### WHAT YOU SHOULD DO
Each line of the records that holds "denim" should be shown in full.

### RECORDS FOR PROCESSING
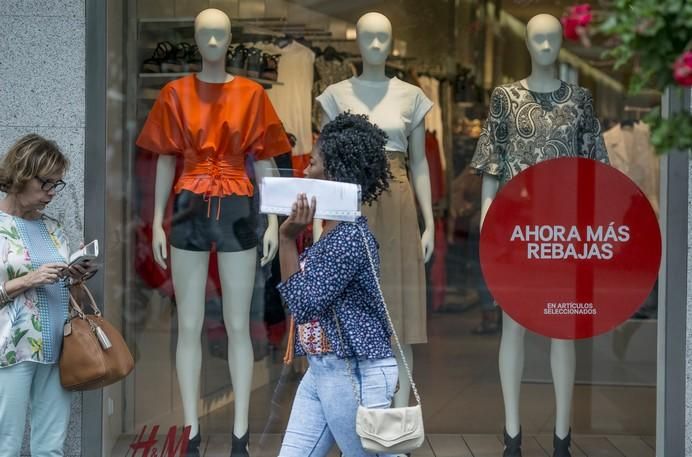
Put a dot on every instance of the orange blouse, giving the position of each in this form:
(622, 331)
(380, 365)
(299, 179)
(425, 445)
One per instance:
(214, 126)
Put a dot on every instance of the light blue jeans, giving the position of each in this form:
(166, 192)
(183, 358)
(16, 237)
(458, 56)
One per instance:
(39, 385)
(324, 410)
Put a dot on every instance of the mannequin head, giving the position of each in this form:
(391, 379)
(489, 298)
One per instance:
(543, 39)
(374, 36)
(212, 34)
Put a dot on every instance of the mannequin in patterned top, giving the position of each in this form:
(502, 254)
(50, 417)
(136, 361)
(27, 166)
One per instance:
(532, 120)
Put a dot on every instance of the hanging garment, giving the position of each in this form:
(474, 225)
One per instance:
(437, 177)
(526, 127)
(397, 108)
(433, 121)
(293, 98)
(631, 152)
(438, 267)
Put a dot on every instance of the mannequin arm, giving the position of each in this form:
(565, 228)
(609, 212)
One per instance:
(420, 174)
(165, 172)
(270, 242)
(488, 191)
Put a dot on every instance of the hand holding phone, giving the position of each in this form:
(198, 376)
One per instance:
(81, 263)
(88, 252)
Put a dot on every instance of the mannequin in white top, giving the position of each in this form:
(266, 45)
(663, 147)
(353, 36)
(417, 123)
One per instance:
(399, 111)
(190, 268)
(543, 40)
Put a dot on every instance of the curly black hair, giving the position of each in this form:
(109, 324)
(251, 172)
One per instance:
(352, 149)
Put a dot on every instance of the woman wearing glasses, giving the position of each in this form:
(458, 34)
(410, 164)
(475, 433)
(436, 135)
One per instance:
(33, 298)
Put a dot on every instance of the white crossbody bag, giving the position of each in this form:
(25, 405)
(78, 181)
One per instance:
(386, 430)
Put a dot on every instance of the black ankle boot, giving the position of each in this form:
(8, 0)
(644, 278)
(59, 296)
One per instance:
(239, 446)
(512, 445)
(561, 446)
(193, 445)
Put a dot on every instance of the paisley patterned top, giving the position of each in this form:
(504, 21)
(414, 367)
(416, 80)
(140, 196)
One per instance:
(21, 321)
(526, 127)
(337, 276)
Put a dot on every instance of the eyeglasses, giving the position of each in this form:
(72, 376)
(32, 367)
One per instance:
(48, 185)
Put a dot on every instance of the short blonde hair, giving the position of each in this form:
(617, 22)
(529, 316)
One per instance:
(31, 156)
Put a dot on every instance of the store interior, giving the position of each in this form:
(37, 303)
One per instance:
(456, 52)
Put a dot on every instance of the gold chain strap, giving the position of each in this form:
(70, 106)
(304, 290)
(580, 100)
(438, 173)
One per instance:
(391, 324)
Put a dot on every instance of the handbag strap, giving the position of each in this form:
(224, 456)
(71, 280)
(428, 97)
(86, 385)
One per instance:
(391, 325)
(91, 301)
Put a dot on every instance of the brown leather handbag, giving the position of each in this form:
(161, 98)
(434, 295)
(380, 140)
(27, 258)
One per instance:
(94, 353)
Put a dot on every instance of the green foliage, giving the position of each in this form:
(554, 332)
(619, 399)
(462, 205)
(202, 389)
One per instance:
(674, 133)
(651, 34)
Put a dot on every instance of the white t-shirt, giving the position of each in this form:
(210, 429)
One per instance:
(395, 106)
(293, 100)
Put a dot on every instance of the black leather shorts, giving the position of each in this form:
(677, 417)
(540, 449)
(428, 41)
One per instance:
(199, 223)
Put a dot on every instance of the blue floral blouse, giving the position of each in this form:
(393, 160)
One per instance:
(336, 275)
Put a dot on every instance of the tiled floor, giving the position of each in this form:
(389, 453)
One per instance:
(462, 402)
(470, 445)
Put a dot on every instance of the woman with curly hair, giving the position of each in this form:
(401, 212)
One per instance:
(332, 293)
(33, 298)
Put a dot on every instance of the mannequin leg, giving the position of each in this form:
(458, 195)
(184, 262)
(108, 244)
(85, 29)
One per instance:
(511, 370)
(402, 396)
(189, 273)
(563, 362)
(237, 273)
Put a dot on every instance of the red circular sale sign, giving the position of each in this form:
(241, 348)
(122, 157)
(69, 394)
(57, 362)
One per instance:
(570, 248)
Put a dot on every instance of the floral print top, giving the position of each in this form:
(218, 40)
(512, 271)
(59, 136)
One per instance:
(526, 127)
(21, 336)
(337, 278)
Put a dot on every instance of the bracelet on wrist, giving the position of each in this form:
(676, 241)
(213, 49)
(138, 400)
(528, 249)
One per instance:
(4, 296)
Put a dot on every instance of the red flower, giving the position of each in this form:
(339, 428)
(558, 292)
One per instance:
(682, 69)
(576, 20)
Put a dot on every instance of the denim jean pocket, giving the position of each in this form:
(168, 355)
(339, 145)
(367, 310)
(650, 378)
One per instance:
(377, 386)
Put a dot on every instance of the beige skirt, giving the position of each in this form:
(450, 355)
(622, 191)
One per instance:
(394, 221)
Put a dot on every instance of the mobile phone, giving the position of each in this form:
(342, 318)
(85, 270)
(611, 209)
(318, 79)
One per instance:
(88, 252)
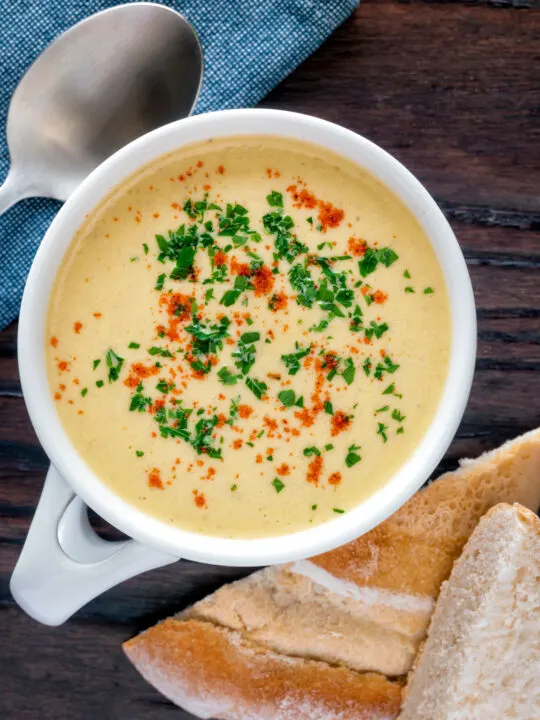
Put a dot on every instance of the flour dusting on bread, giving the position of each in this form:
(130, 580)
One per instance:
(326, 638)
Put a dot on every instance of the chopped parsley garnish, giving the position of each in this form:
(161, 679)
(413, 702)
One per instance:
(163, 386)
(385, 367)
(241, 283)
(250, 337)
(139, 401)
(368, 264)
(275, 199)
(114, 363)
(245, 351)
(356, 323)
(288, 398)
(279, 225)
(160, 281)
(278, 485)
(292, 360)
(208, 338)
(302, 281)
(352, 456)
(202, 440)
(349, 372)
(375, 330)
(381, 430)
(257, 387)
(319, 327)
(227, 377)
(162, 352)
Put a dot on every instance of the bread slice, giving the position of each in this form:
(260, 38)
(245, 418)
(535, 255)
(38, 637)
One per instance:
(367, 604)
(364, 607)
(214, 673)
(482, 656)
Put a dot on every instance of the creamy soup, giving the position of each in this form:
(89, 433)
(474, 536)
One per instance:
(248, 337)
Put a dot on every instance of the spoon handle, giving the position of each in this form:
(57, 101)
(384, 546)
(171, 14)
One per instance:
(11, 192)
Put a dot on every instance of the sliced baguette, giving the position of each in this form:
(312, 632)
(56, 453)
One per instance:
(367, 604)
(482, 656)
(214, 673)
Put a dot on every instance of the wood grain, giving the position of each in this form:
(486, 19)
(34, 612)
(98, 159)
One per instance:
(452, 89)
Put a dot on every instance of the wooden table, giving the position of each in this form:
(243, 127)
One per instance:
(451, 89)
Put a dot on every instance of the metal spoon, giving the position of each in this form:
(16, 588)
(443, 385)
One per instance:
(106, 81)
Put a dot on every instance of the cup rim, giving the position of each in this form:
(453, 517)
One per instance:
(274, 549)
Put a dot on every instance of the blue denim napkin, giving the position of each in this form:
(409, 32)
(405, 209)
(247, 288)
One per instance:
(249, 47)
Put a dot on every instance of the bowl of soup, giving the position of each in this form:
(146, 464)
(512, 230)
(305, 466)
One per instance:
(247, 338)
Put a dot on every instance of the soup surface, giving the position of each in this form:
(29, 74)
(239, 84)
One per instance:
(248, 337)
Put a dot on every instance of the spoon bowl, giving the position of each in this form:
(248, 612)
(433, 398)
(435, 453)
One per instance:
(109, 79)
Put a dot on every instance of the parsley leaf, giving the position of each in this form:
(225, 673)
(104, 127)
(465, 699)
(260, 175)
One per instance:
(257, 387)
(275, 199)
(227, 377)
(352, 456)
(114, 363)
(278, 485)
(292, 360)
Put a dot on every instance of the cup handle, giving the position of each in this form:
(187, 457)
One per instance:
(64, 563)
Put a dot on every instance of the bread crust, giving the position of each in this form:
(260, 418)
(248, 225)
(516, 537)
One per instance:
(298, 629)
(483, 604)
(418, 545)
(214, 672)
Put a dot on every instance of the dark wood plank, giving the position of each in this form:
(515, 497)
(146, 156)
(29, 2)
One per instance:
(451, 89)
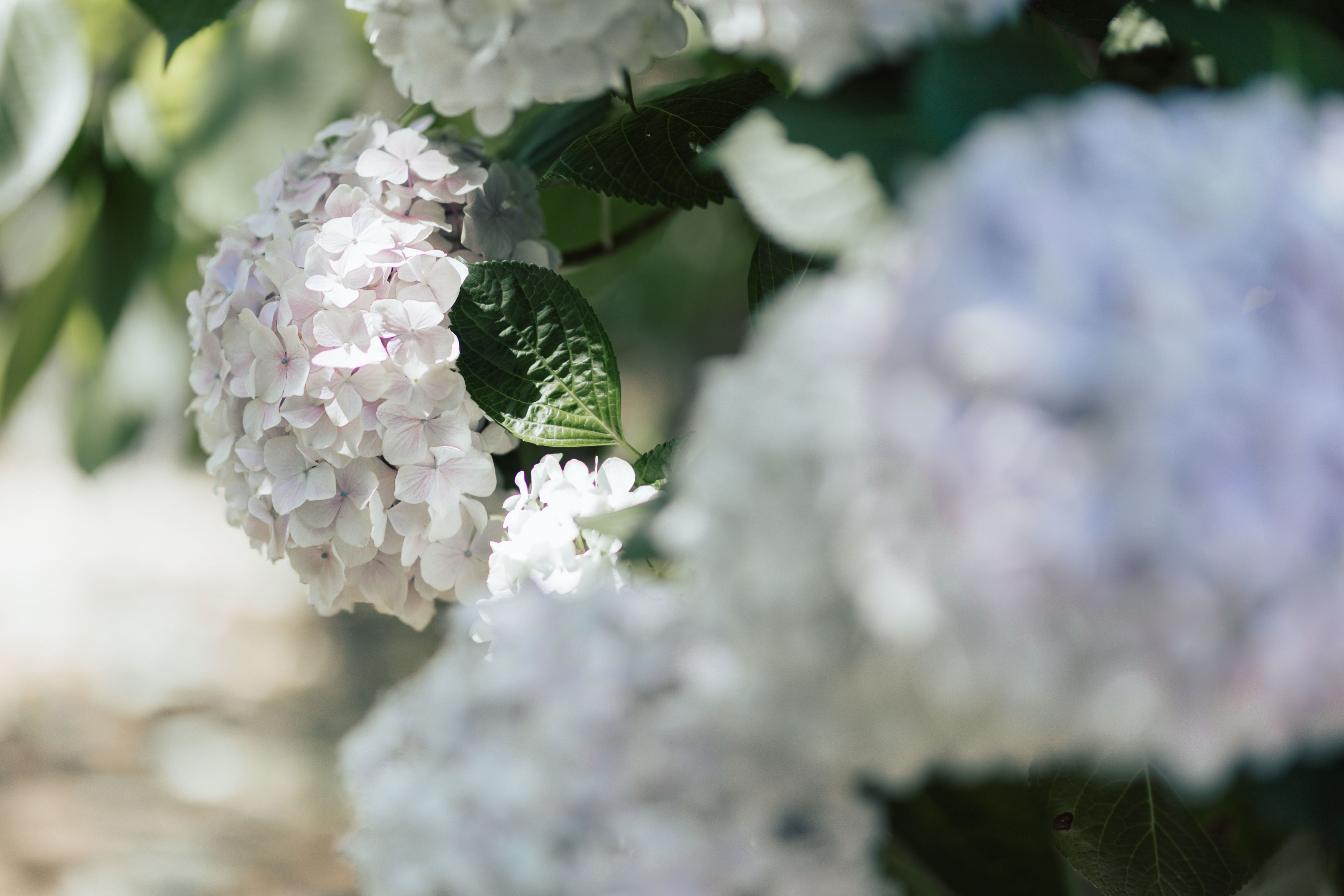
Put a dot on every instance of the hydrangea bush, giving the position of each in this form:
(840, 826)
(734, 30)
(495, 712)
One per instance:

### RESULT OF THIS TASK
Put a dot on every instance of the denim jean pocket, giving the position of each in this form:
Put a dot on every instance of the blue denim napkin, giving the position of each in this form:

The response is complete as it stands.